>> START Available data

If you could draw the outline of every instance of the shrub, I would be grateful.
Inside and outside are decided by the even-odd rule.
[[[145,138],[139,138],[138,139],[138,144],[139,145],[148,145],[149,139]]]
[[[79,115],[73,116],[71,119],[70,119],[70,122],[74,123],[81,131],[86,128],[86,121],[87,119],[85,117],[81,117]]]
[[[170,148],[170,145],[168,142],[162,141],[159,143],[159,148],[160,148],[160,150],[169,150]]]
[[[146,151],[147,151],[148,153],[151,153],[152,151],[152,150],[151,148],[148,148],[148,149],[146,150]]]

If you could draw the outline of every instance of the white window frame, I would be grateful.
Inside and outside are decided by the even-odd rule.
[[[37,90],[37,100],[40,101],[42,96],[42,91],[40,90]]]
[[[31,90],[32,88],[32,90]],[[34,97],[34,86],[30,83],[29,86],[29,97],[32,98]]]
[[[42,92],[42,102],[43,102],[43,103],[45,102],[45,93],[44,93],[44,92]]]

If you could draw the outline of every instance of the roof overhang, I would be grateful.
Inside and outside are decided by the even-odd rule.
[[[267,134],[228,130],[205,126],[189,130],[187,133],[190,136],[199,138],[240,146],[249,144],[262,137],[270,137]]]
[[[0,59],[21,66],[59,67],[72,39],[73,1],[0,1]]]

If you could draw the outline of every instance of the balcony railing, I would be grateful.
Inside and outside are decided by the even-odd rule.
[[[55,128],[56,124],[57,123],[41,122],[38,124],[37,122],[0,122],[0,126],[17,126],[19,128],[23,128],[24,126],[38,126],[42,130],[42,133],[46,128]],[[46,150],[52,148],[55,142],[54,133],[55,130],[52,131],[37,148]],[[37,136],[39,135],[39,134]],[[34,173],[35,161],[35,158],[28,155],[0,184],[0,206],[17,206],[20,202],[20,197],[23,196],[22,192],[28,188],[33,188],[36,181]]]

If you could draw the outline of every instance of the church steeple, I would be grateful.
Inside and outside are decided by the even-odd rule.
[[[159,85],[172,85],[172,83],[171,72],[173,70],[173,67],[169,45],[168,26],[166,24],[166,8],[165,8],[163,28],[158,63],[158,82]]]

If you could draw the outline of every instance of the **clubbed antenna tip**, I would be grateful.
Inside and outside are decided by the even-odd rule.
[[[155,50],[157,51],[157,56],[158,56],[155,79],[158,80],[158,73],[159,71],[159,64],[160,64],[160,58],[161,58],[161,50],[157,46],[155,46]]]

>> END Available data

Convert all of the lines above into a two-column CSV with the headers text and answer. Each group of lines gets one row, with its two opening sentences in text and every coordinate line that follows them in answer; wrap each field in double quotes and replace line breaks with spaces.

text,answer
"If you could draw the outline of every instance of the shrub, I would be grateful. Inside and outside are decided by the even-odd rule.","[[[145,138],[139,138],[138,139],[138,144],[139,145],[148,145],[149,139]]] [[[79,115],[73,116],[71,119],[70,119],[70,122],[74,123],[81,131],[86,128],[86,121],[87,119],[85,117],[81,117]]] [[[170,148],[170,145],[168,142],[162,141],[159,143],[159,148],[160,148],[160,150],[169,150]]] [[[146,151],[147,151],[148,153],[151,153],[152,151],[152,150],[151,148],[148,148],[148,149],[146,150]]]"
"If you could draw the outline of every instance of the white window frame, I would be grateful. Inside and outside are decided by the even-odd rule.","[[[37,90],[37,100],[40,101],[42,96],[42,91],[40,90]]] [[[31,90],[32,88],[32,90]],[[34,97],[34,86],[30,83],[29,86],[29,97],[32,98]]] [[[42,92],[42,102],[43,102],[43,103],[45,102],[45,93],[44,93],[44,92]]]"
"If you could draw the outline of every instance of the roof overhang, I would be grateful. Inside and outside are decided by the even-odd rule.","[[[267,134],[228,130],[205,126],[189,130],[187,133],[190,136],[199,138],[240,146],[249,144],[262,137],[270,137]]] [[[0,59],[21,66],[59,67],[72,39],[73,1],[0,1]]]"
"If you could draw the outline of every instance of the balcony railing, I would be grateful. Inside and outside are decided by the even-odd rule.","[[[55,128],[56,124],[57,123],[41,122],[38,124],[37,122],[0,122],[0,126],[17,126],[19,128],[23,128],[24,126],[38,126],[42,130],[42,133],[46,128]],[[46,150],[52,148],[55,142],[54,133],[55,130],[52,131],[37,148]],[[37,136],[39,135],[39,134]],[[34,173],[35,161],[35,158],[28,155],[0,184],[0,206],[17,206],[20,202],[20,197],[23,196],[22,192],[28,188],[33,188],[36,181]]]"
"If you could draw the outline of every instance of the church steeple, I would be grateful. Inside and outside are decided by the even-odd rule.","[[[159,85],[172,85],[172,83],[171,72],[173,70],[173,67],[169,45],[168,26],[166,24],[166,8],[165,8],[163,28],[158,63],[158,82]]]"
"If you could draw the outline of every instance of the **clubbed antenna tip**, I would be grateful. Inside and outside are decided by the even-odd rule.","[[[155,50],[157,51],[157,56],[158,56],[155,79],[158,80],[158,73],[159,71],[159,64],[160,64],[160,58],[161,58],[161,50],[157,46],[155,46]]]"